-- TASK REQUIREMENTS --
Reproduce the items below word for word, leaving out the pictures.

Begin MATERIAL FOR THE TASK

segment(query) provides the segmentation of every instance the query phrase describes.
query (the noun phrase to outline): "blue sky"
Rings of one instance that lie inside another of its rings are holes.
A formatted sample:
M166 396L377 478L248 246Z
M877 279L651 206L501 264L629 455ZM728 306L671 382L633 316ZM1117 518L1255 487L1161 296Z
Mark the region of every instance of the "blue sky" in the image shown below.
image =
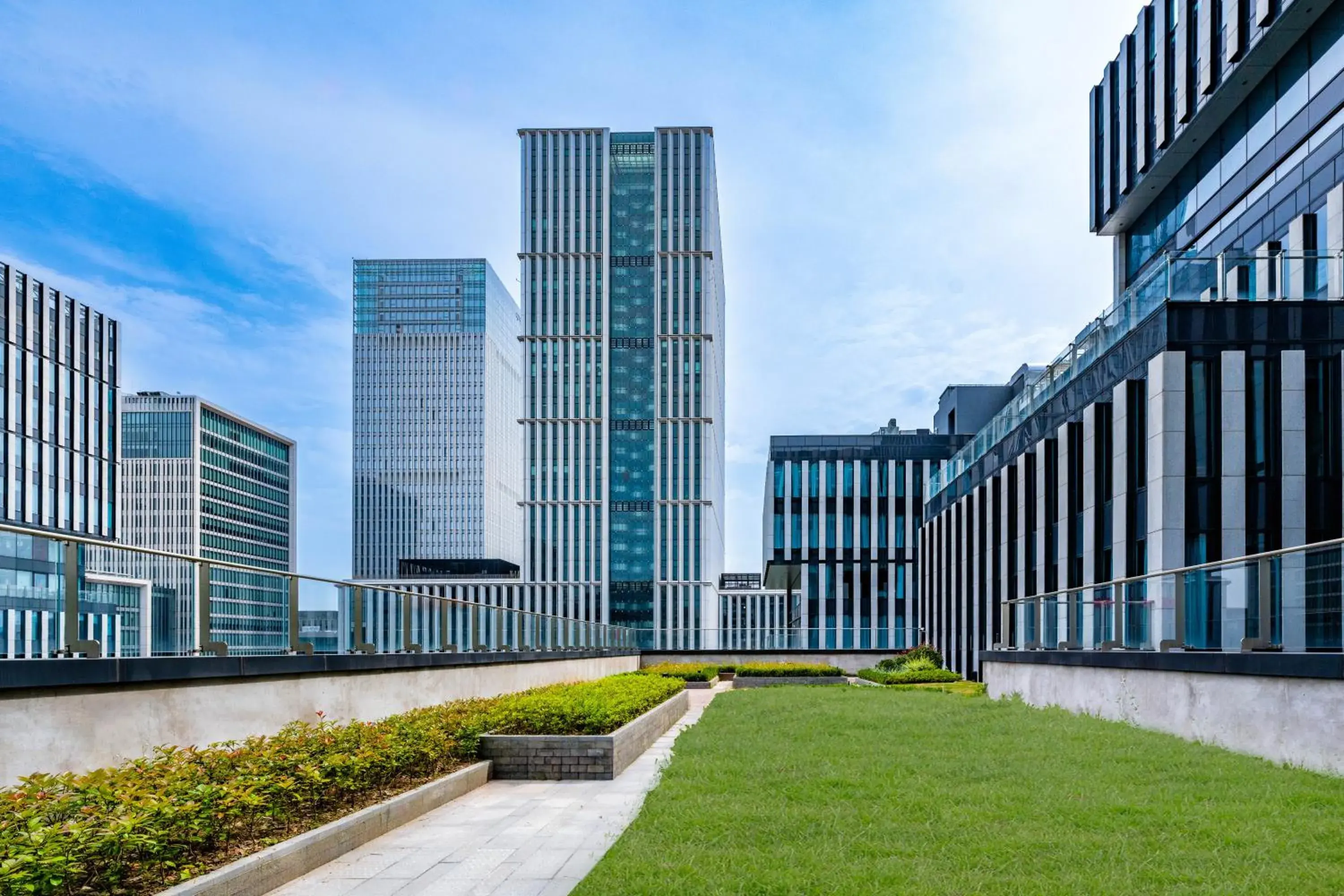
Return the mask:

End MATERIAL FOR THE TASK

-- PROBLEM SOLUTION --
segment(query) provides the segmentation of every instance the query phrase describes.
query (the noun phrase to outline): "blue sky"
Rings of one instance that lie inside another of its rings are holes.
A formatted sample:
M166 396L377 478L248 246Z
M877 279L651 206L501 264L629 455ZM728 306L671 382L633 316ZM1117 518L1255 487L1161 296Z
Mark the region of every instance of the "blue sky" in the image shown below.
image =
Return the mask:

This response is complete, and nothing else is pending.